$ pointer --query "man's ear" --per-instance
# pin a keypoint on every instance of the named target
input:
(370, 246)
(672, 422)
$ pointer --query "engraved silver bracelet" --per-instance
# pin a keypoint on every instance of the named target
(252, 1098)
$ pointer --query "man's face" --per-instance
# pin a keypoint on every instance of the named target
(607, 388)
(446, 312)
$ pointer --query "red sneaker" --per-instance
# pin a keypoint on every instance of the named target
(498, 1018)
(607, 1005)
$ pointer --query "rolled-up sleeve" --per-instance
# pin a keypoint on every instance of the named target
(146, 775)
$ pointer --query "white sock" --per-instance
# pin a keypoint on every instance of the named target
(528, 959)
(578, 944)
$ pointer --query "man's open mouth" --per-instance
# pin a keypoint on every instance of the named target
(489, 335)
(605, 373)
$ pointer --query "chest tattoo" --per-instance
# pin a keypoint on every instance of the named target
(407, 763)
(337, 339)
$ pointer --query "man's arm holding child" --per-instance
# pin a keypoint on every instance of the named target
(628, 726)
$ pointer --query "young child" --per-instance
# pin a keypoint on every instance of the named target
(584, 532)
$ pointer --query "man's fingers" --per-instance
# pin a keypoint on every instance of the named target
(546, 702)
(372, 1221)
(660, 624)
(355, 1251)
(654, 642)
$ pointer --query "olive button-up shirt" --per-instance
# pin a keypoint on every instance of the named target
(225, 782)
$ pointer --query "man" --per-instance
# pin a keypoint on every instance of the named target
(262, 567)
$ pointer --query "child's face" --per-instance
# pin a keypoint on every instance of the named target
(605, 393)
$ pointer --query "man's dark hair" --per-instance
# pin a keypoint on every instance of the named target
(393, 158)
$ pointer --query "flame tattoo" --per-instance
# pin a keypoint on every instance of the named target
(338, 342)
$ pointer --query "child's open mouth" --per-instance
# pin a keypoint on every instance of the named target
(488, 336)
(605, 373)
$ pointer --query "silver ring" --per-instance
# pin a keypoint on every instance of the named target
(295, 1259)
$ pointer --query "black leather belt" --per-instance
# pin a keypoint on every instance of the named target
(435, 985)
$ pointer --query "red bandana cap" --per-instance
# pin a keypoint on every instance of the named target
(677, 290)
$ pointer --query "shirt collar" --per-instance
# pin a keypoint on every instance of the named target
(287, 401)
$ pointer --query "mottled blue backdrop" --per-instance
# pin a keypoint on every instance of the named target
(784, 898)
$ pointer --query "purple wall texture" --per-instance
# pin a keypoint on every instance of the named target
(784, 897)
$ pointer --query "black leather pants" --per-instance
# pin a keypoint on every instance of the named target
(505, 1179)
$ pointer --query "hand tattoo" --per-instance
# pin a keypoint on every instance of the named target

The task: Rewrite the records from the first line through the line containing "(607, 1005)", both included, with the request lines unchanged. Multiply each point coordinate by 2.6 and round it to the nearest whole number, rounding halves up.

The reply:
$ pointer --query "man's ear" --per-instance
# pin a keypoint on every instance of the named target
input:
(962, 640)
(1747, 1097)
$ pointer --query "engraved silver bracelet" --per-instance
# pin a keypoint on every instance of the named target
(655, 2855)
$ pointer --query "man's face" --per-instance
# pin a keypoint on every instance of the named target
(1578, 1009)
(1160, 811)
$ pointer --query "red sneaker" --per-instance
# pin a keypoint on every instance of the named target
(1295, 2647)
(1578, 2613)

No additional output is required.